Like a green ribbon winding through the city, the forest park belt along the Xiaoling River extends for a length of 10 km and commands the most public attention as a Jinzhou recreation hot-spot.

Nearly 70,000 visitors flock to the patch of the river bank jam-packed with trees and greenery on a daily basis, which was unimaginable for Han, living in a riverside community, in the past.

"The river used to be very dirty and smelly," said Han, 63, recalling the barren river bank and obvious ecological damage of the past.

"The stink from the filthy river in summer and the dust from the dry river bed in winter made windows in my house 'white elephants,' and I couldn't open them in any season," said Han.

In 2014, the city started a lengthy effort to resuscitate and preserve the riverside environment and conducted ecological restoration.

"After years of construction, the Donghu forest park has become the city's largest leisure park, with nearly 20 scenic spots on 11 islands and more than 10 entertainment facilities," said Wang Yingchao, director of the housing and urban-rural development bureau of Jinzhou.

The ecological restoration efforts have significantly improved the people's sense of gain, happiness and security.

Yu Lian, an ornithologist, sees firsthand how the city benefited from environmental conservation, observing the recurrence of natural breeding of the red-crowned cranes in wetlands in southeast Jinzhou.

"Red-crowned cranes are picky about the breeding grounds," said Guo Yumin, a professor from Beijing Forestry University.

The recurrence of natural breeding of the red-crowned cranes demonstrated that the local ecological environment had undergone fundamental changes in recent years, becoming suitable for the endangered birds' breeding again, said Guo.

From 2014 to 2022, the city of Jinzhou has poured 2.51 billion yuan (about $368.8 million) into ecological restoration, according to the data from the bureau.

In the same period, the rate of good air quality days in Jinzhou reached 86 percent, while the city's average PM2.5 concentration dropped from 63 micrograms to 37.7 micrograms per cubic meter.

"With sound economic development in recent years, people have renewed their demands for a better ecological environment that can spice up everyday life," Han told Xinhua.
● ● ●
*Work to complete*:
**1.** Transcribe the Jinzhou river article, starting at "Like a green" and ending at "of the past.".
**2.** Pull out every line of the entries that contains the string "instance".
The Jinzhou river article and the entries come from two unrelated sources.

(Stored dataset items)
● ● ●
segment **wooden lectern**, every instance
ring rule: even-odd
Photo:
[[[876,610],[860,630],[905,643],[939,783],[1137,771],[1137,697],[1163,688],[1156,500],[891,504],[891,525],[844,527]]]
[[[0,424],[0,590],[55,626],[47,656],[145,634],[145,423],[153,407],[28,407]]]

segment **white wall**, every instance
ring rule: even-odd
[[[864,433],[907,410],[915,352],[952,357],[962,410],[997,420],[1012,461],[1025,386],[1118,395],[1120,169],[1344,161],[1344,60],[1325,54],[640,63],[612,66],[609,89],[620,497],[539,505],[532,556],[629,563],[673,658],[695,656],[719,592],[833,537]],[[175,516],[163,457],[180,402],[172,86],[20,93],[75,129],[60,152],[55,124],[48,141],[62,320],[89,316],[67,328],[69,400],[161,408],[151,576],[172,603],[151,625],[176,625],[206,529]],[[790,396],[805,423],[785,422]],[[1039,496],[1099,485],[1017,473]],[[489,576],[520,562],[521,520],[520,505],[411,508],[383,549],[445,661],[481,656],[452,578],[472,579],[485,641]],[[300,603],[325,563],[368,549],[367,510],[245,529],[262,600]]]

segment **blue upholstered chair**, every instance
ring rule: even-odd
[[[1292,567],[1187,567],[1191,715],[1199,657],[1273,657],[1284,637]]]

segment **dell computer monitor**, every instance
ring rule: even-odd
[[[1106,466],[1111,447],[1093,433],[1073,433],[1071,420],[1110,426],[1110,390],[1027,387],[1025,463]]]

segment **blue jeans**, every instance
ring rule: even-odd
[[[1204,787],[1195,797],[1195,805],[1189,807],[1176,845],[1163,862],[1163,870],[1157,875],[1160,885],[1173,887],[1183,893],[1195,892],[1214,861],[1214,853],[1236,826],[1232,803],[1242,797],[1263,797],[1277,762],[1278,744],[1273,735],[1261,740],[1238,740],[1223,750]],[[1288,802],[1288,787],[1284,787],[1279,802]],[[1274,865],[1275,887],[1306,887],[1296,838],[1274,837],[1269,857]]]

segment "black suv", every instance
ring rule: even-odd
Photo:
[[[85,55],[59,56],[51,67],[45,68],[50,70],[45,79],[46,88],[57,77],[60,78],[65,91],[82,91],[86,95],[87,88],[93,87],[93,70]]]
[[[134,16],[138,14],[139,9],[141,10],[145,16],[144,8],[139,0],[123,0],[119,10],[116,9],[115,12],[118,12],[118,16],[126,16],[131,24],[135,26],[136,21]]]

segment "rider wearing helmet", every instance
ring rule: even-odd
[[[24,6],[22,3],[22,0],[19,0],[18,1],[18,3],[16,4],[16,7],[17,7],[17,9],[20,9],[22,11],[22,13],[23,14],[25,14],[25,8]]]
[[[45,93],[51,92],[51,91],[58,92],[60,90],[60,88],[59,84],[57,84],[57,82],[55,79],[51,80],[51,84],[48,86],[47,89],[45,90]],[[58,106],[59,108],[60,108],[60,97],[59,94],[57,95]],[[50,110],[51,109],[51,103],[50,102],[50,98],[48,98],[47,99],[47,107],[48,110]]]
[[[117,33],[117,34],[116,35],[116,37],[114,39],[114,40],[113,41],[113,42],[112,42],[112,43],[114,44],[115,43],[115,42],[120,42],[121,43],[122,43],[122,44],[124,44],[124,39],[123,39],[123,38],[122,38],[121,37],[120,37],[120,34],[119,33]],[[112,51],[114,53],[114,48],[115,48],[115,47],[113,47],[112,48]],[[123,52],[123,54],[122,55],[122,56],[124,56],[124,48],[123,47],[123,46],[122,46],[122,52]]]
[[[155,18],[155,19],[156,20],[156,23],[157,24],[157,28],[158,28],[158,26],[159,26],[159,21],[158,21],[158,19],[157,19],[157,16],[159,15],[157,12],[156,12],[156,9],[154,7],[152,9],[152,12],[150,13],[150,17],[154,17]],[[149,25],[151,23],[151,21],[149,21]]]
● ● ●
*Written answers*:
**1.**
Like a green ribbon winding through the city, the forest park belt along the Xiaoling River extends for a length of 10 km and commands the most public attention as a Jinzhou recreation hot-spot.

Nearly 70,000 visitors flock to the patch of the river bank jam-packed with trees and greenery on a daily basis, which was unimaginable for Han, living in a riverside community, in the past.

"The river used to be very dirty and smelly," said Han, 63, recalling the barren river bank and obvious ecological damage of the past.

**2.**
segment **wooden lectern**, every instance
segment **white wall**, every instance
segment **blue upholstered chair**, every instance
segment **dell computer monitor**, every instance
segment **blue jeans**, every instance
segment "black suv", every instance
segment "rider wearing helmet", every instance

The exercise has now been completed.